• [WRITTEN INSTRUCTION] Set down the interest-rate post below verbatim, from its date line through its final sentence, keeping every line break and bracket.

Friday, December 13, 2013

Why Interest Rates Will Eventually Explode to the Upside

I have long been warning in the EPJ Daily Alert that the $2.5 trillion sitting at the Federal Reserve as excess reserves is a ticking time bomb. If banks start to pull that money from the Fed and loan it out, price inflation could go to double-digit levels almost overnight.

The Federal Reserve is starting to recognize this. In a WSJ column by Jon Hilsenrath, who is considered to be close to Fed officials, Hilsenrath writes:
Since the Fed has pumped $2.5 trillion into the economy by purchasing bonds, the old system won't work unless the central bank pulls much of this money out[...]The stakes are enormous. Right now banks aren't lending this money aggressively. But as the economy expands and lending picks up, the Fed will need to tie up the money to ensure it doesn't cause the economy or financial markets to overheat.

"The Federal Reserve has never tightened monetary policy, or even tried to maintain short-term interest rates significantly above zero, with such abundant amounts of liquidity in the financial system," according to a draft of a new research paper by Brian Sack, the former head of the New York Fed's markets group, and Joseph Gagnon, an economist at the Peterson Institute for International Economics and a former Fed economist.

• [GIVEN INFORMATION]
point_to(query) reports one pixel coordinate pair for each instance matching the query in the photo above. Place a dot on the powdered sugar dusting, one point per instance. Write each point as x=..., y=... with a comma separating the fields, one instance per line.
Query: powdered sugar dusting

• [THE SOLUTION]
Friday, December 13, 2013

Why Interest Rates Will Eventually Explode to the Upside

I have long been warning in the EPJ Daily Alert that the $2.5 trillion sitting at the Federal Reserve as excess reserves is a ticking time bomb. If banks start to pull that money from the Fed and loan it out, price inflation could go to double-digit levels almost overnight.

The Federal Reserve is starting to recognize this. In a WSJ column by Jon Hilsenrath, who is considered to be close to Fed officials, Hilsenrath writes:
Since the Fed has pumped $2.5 trillion into the economy by purchasing bonds, the old system won't work unless the central bank pulls much of this money out[...]The stakes are enormous. Right now banks aren't lending this money aggressively. But as the economy expands and lending picks up, the Fed will need to tie up the money to ensure it doesn't cause the economy or financial markets to overheat.

"The Federal Reserve has never tightened monetary policy, or even tried to maintain short-term interest rates significantly above zero, with such abundant amounts of liquidity in the financial system," according to a draft of a new research paper by Brian Sack, the former head of the New York Fed's markets group, and Joseph Gagnon, an economist at the Peterson Institute for International Economics and a former Fed economist.